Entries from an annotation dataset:
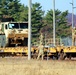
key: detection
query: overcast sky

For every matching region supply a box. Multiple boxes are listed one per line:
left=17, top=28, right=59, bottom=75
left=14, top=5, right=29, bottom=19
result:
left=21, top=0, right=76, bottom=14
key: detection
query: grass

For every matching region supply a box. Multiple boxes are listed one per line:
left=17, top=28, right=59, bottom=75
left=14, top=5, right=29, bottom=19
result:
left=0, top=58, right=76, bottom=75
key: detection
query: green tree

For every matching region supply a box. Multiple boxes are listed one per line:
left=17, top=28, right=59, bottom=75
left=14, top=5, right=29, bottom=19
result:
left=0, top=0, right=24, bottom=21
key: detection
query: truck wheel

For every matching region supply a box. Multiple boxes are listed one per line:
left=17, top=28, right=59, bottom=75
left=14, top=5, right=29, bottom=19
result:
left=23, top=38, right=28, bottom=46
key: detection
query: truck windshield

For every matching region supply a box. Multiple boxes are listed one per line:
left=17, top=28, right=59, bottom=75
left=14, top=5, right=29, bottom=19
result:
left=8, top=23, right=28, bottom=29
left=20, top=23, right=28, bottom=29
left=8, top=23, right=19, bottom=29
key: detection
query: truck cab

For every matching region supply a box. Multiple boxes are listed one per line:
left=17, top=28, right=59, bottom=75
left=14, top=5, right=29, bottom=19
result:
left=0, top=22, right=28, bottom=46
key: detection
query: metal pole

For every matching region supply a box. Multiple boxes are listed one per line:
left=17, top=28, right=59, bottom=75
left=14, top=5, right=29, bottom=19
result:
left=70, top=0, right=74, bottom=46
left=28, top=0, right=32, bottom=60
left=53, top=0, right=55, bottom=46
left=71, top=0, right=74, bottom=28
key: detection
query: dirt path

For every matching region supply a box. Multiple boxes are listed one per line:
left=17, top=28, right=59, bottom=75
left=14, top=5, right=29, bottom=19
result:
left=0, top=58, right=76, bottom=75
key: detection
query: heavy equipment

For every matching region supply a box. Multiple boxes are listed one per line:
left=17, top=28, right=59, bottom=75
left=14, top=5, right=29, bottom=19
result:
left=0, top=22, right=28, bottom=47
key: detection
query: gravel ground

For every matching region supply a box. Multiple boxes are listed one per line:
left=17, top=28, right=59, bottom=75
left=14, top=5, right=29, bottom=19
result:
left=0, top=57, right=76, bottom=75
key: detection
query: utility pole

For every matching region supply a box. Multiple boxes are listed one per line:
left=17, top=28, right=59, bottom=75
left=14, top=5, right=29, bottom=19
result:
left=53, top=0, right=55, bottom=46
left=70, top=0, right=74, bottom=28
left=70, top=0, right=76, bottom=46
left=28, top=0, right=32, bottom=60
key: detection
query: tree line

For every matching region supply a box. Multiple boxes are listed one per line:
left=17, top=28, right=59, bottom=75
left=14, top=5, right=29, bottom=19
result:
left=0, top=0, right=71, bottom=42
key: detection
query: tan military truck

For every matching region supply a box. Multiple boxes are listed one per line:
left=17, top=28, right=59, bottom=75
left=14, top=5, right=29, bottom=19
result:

* * *

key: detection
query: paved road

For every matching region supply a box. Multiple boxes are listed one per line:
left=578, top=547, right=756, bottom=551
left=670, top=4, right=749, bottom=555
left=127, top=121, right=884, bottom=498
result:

...

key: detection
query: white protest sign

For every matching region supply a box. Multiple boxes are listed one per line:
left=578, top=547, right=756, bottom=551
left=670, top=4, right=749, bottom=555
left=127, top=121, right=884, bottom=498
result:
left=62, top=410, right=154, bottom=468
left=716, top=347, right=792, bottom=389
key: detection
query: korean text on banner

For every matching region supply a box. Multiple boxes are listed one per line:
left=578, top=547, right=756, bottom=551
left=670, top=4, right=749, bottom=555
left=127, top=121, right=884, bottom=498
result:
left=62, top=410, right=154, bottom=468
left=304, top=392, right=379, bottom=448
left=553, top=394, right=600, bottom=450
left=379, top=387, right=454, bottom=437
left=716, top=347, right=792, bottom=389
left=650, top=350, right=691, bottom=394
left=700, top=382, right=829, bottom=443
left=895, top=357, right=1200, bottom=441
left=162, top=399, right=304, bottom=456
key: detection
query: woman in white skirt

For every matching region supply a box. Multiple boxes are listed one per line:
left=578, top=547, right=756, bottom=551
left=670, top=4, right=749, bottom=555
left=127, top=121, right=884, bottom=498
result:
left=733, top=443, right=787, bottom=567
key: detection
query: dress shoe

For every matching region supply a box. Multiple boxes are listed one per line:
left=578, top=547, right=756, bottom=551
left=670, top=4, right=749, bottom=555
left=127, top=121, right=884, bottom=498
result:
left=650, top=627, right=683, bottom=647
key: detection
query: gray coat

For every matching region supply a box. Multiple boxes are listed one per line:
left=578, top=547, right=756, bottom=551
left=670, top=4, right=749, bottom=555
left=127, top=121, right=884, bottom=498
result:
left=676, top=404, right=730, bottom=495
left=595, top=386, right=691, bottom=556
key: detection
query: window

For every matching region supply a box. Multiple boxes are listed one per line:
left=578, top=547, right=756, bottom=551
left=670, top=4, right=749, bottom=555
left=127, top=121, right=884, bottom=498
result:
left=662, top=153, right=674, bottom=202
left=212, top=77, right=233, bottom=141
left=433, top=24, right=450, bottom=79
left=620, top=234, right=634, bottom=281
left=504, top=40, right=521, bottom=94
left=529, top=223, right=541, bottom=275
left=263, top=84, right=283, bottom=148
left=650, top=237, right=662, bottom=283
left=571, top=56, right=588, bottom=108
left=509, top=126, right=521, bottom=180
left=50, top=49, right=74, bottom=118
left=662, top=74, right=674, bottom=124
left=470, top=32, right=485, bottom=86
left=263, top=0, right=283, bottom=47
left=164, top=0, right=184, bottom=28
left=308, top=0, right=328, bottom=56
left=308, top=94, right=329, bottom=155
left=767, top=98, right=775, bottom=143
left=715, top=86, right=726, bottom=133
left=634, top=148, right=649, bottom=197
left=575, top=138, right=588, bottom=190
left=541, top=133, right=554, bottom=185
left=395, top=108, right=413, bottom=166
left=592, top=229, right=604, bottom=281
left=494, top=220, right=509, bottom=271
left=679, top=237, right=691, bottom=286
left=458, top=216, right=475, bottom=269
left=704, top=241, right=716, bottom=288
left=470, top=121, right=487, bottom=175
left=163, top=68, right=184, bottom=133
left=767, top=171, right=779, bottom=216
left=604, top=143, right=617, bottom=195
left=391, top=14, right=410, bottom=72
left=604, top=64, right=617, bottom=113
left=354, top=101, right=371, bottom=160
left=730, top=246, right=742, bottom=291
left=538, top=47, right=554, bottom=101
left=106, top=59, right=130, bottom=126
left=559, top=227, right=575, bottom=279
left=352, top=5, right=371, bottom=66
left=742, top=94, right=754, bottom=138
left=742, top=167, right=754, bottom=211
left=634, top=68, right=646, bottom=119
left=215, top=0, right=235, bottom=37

**TASK REQUIREMENTS**
Extract every line of the records above that contains the string "pole", treating case as significant.

**RESULT OF THIS TASK**
query: metal pole
query: utility pole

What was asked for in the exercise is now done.